Reproduce the records without their pictures, keeping every word as it is.

▶ RECORDS SHOWN
__________________________________________________
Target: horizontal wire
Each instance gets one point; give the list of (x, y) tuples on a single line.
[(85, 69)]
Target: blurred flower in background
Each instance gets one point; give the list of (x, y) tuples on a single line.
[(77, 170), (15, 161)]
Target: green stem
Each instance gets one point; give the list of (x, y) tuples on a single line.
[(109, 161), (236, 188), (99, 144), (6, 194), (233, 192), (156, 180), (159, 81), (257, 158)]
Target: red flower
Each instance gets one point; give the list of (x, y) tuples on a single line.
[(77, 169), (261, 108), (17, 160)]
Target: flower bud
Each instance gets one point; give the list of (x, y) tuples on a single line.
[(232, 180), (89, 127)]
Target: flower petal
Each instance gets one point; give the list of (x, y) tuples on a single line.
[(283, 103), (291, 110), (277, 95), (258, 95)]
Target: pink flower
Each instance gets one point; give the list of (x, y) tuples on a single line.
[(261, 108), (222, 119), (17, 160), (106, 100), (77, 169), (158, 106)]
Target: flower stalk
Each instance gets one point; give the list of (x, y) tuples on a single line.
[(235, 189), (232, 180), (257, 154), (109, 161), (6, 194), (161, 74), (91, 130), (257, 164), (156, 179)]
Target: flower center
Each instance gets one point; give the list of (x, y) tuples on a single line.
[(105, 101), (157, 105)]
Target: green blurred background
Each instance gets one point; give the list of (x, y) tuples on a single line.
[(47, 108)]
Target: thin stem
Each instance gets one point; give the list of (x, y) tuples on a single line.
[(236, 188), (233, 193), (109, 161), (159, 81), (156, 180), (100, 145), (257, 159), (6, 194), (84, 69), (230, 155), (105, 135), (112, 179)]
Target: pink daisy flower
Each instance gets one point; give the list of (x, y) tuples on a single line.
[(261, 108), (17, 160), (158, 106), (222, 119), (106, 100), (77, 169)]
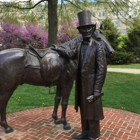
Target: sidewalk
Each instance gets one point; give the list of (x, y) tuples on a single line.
[(133, 71), (37, 124)]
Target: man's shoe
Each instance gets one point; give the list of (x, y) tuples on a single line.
[(80, 137)]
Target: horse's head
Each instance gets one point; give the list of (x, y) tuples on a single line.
[(99, 37)]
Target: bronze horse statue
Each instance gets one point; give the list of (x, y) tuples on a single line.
[(43, 67)]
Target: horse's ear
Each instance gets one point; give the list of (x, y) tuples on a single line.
[(101, 26)]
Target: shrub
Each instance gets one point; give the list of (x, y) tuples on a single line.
[(122, 58)]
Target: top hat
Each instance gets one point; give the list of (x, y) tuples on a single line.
[(84, 19)]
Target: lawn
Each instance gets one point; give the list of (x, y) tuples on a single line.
[(121, 91), (132, 66)]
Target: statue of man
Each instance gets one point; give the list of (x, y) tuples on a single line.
[(90, 78)]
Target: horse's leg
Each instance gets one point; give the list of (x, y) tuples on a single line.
[(3, 121), (66, 89), (56, 104)]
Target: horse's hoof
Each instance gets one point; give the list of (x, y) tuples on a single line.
[(66, 127), (58, 121), (9, 130)]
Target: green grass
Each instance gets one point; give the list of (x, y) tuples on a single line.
[(132, 66), (122, 91)]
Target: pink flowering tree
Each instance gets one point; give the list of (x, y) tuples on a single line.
[(13, 36)]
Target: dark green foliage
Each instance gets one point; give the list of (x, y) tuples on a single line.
[(122, 58), (110, 32), (133, 44)]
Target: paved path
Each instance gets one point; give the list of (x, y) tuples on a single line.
[(133, 71), (37, 124)]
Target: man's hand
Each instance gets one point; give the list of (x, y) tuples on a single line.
[(94, 97)]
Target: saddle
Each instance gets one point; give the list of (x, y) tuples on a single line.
[(47, 60)]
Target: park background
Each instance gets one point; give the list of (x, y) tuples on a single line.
[(30, 23)]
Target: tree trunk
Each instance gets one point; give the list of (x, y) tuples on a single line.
[(52, 22)]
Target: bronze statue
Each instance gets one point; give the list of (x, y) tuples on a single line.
[(43, 67), (90, 78)]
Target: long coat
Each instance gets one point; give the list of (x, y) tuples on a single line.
[(90, 78)]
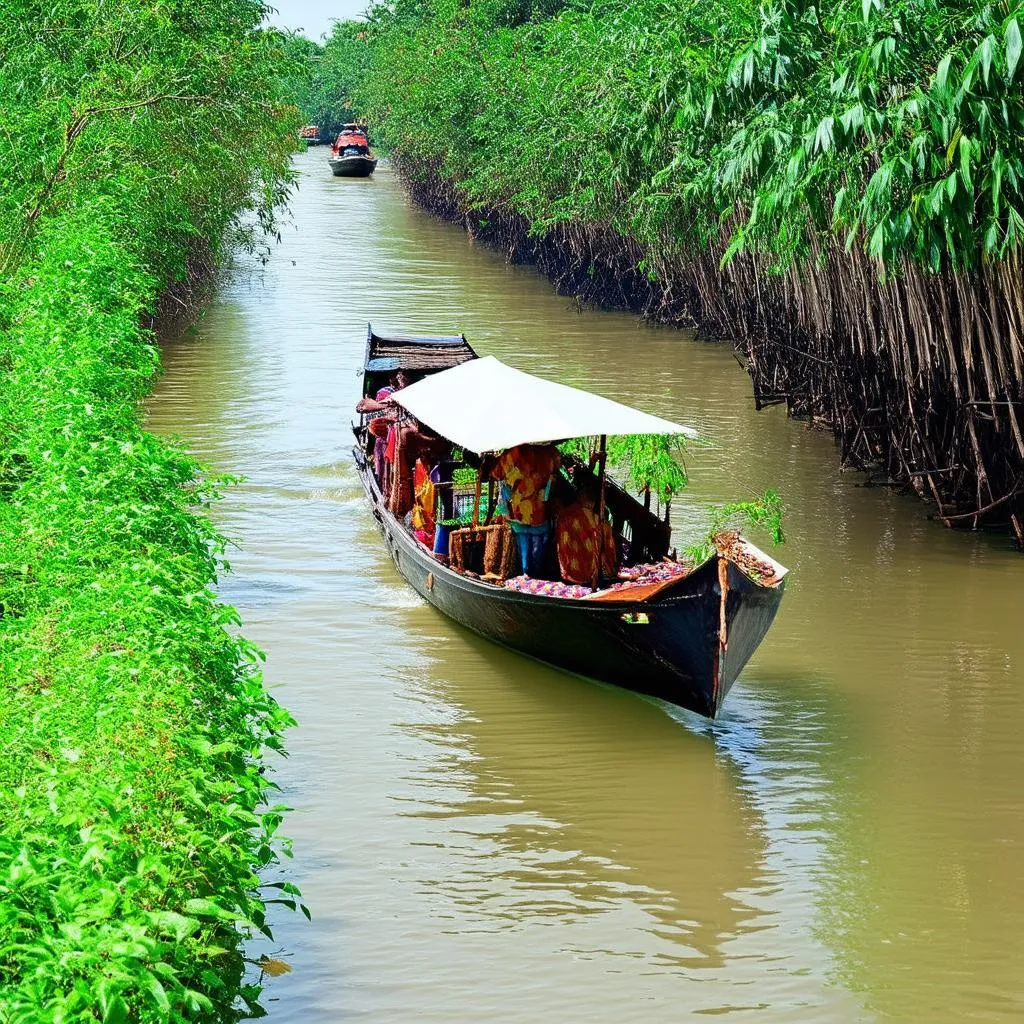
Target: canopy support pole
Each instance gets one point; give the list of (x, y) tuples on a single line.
[(602, 459)]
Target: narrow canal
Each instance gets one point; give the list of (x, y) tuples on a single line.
[(482, 839)]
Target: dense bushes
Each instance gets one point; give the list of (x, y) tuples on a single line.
[(839, 187), (133, 816)]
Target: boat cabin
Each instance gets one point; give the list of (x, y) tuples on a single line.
[(465, 452)]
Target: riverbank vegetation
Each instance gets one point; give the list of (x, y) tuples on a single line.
[(134, 813), (838, 188)]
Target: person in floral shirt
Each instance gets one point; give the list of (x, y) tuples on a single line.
[(524, 474)]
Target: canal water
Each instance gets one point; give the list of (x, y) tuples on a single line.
[(482, 839)]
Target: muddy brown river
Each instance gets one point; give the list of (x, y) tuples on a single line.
[(481, 839)]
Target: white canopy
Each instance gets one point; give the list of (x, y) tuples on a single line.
[(485, 406)]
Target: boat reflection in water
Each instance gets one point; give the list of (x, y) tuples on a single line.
[(683, 637)]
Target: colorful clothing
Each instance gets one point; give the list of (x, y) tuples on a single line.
[(576, 538), (525, 472), (425, 501)]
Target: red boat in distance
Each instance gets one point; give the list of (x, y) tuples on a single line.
[(350, 154)]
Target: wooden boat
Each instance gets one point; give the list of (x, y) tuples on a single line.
[(684, 641), (350, 154)]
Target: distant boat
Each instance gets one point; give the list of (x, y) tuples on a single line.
[(683, 638), (350, 154)]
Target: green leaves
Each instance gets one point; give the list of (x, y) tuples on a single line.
[(1013, 42), (132, 786)]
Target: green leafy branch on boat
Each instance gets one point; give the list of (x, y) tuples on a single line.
[(763, 513), (645, 462)]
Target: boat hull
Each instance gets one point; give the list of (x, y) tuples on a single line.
[(667, 647), (352, 167)]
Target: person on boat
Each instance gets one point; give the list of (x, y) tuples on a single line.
[(524, 474), (382, 416), (423, 519), (580, 537), (408, 441)]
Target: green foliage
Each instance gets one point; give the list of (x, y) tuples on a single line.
[(775, 129), (324, 80), (765, 513), (643, 462), (135, 814)]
__________________________________________________
▶ RESPONSE
Target: horizontal wire
Each instance gets one point; give the list of (x, y) tuples on a single line.
[(85, 69)]
Target: blurred flower in background
Each instance gets one point; give the list of (x, y) tuples on a single line.
[(77, 170), (15, 161)]
Target: green stem
Each instance gets one point; give the list of (x, y) tuples on a single line.
[(109, 161), (236, 188), (99, 144), (6, 194), (233, 192), (156, 180), (159, 81), (257, 158)]
Target: red flower
Each instance gets one point; give the list of (x, y) tuples on a single line.
[(77, 169), (261, 108), (17, 160)]
Target: flower bud
Each instance gets one point; give the list of (x, y) tuples on a single line.
[(232, 180), (89, 127)]
Target: flower petal
Each instance gets one point; give the list of (x, y) tuples on a single line.
[(283, 103), (291, 110), (277, 95), (258, 95)]
Target: pink flower
Each instance gets one point; give the list of (x, y) tuples on a single line.
[(261, 108), (222, 119), (17, 160), (106, 100), (77, 169), (158, 106)]
Target: flower stalk
Each instance gets one point; give the list of (x, y) tuples on a single line.
[(235, 189), (232, 180), (257, 154), (109, 161), (6, 194), (161, 74), (91, 130), (257, 164), (156, 179)]
Target: flower center
Each instance gets one point; give the list of (x, y) tuples on a single line.
[(105, 101), (157, 105)]
Target: green blurred background
Each instance gets one point; give the list of (x, y) tuples on a single line.
[(47, 108)]
Target: thin stem
Each instance gets one point; give the list of (x, y) tuples on a single line.
[(236, 188), (233, 193), (109, 161), (159, 81), (156, 180), (100, 145), (257, 159), (6, 194), (84, 69), (230, 155), (105, 135), (112, 179)]
Target: pink daisy flower
Each instance gets one point; give the list of (x, y) tuples on a single line.
[(261, 108), (17, 160), (158, 106), (222, 119), (106, 100), (77, 169)]
Target: sidewalk
Each instance gets one point; give the list of (x, y) tuples on a single line.
[(133, 71), (37, 124)]
Target: man's shoe
Each instance gets one point; give the list of (x, y) tuples on a single line.
[(80, 137)]
Target: horse's head
Each instance gets one point; give the list of (x, y) tuples on a single line.
[(99, 37)]
Target: bronze horse statue
Each instance gets one point; give the list of (x, y) tuples on a single line.
[(43, 67)]
Target: horse's ear
Each instance gets one point; give the list of (x, y) tuples on a single line.
[(101, 26)]
Target: shrub
Each instance gets one point; give the list of (x, y) tuples on a single line.
[(122, 58)]
Target: top hat
Each instance gets one point; give the list of (x, y) tuples on a single line.
[(84, 19)]
Target: lawn
Each instance gets one point; give the list of (x, y) tuples on a single line.
[(121, 91), (132, 66)]
Target: statue of man
Each instance gets one point; give the list of (x, y) tuples on a single line.
[(90, 78)]
Target: horse's leg
Each instance gets one point; give the list of (x, y) tuples on a single line.
[(3, 121), (66, 89), (56, 104)]
Target: horse's hoof
Each instance gets one point; give the list of (x, y) tuples on a single line.
[(66, 127), (58, 121), (9, 130)]
Target: green grass
Each instance gets one point; give the list of (x, y) tuples on a single line.
[(132, 66), (122, 91)]
Target: pink flowering tree
Each instance gets one point; give the list of (x, y) tuples on a single line.
[(13, 36)]
Target: dark green foliage
Each instance gets one point; give the list of (x, y) tuples on a single line.
[(122, 58), (110, 32), (133, 44)]
Target: paved path
Each instance gets one point; give the list of (x, y) tuples on a single line.
[(133, 71), (37, 124)]
Target: man's hand
Each instance gets one point; give the list of (x, y) tuples on a single line.
[(94, 97)]
Target: saddle
Each instance gets one point; give the list of (x, y) tuples on a single line.
[(47, 60)]
Target: park background
Each instance gets one point; give the list of (x, y) tuples on a single line.
[(30, 23)]
Target: tree trunk
Each instance gets one point; give the list of (x, y) tuples on a single line.
[(52, 22)]
Target: bronze statue
Each instance gets one point; give the list of (x, y) tuples on a single line.
[(43, 67), (90, 78)]
Target: long coat
Each instance gets one point; give the list of (x, y) tuples on a single line.
[(90, 78)]
Target: canopy support pole
Each instance gets one point; give the list of (x, y) tuples on a single line.
[(602, 459)]
Target: narrow canal
Each instance gets one point; give the list of (x, y) tuples on a single line.
[(482, 839)]
Target: dense bushes
Each instance gets one point; give the list of (x, y) tuples on a single line.
[(839, 187), (133, 816)]
Target: boat cabin
Each instance gets one point; give the list of (x, y) tuples on a single line.
[(465, 452)]
Target: riverbank vegetation
Each instance gets one point; give the list of (x, y) tuples on a single line.
[(134, 813), (838, 188)]
Target: person in floral shirt
Each instance gets one point; give the list of (x, y) tuples on a single line.
[(524, 474)]
Target: canal water
Each instance gets one point; give the list of (x, y) tuples on a single line.
[(482, 839)]
Target: muddy brown river
Each instance gets one point; give the list of (x, y) tuples on a single line.
[(481, 839)]
Target: white canopy
Each instance gets one point; give the list of (x, y) tuples on a single line.
[(485, 406)]
Target: boat reflection in water
Each instance gets one point; give the list of (x, y) tuples on a single line.
[(683, 637)]
Target: colorful clothing
Each instance gets one point; give the list of (x, y) tuples on a single line.
[(576, 538), (525, 472), (425, 501)]
Target: red boat in distance
Each instance gets one point; give the list of (x, y) tuples on a single line.
[(350, 154)]
Target: wooden boat
Each instance gets one point; give the list of (x, y) tuples on a single line.
[(684, 641), (350, 154)]
Target: distant boat
Each instance gets one point; give the list of (x, y) tuples on a single line.
[(683, 638), (350, 154)]
Target: green leaves
Each instance gets one point; give the list of (x, y) tuples on a single line.
[(1013, 42), (132, 786)]
Target: green leafy branch on boat
Each instance gets one point; give the list of (x, y) tuples on a single line.
[(763, 513), (645, 462)]
Target: boat hull
Each instance gets one point; give the list of (x, y) tuples on a single line.
[(667, 647), (352, 167)]
Target: person on boat
Each instance gets one point; give the list of (x, y) tuples on a single line.
[(524, 474), (382, 416), (423, 519), (580, 537), (408, 441)]
Target: green foliage
Each instance gets one point; give the list of (x, y) tuples on a single line.
[(775, 129), (324, 80), (765, 513), (643, 462), (135, 814)]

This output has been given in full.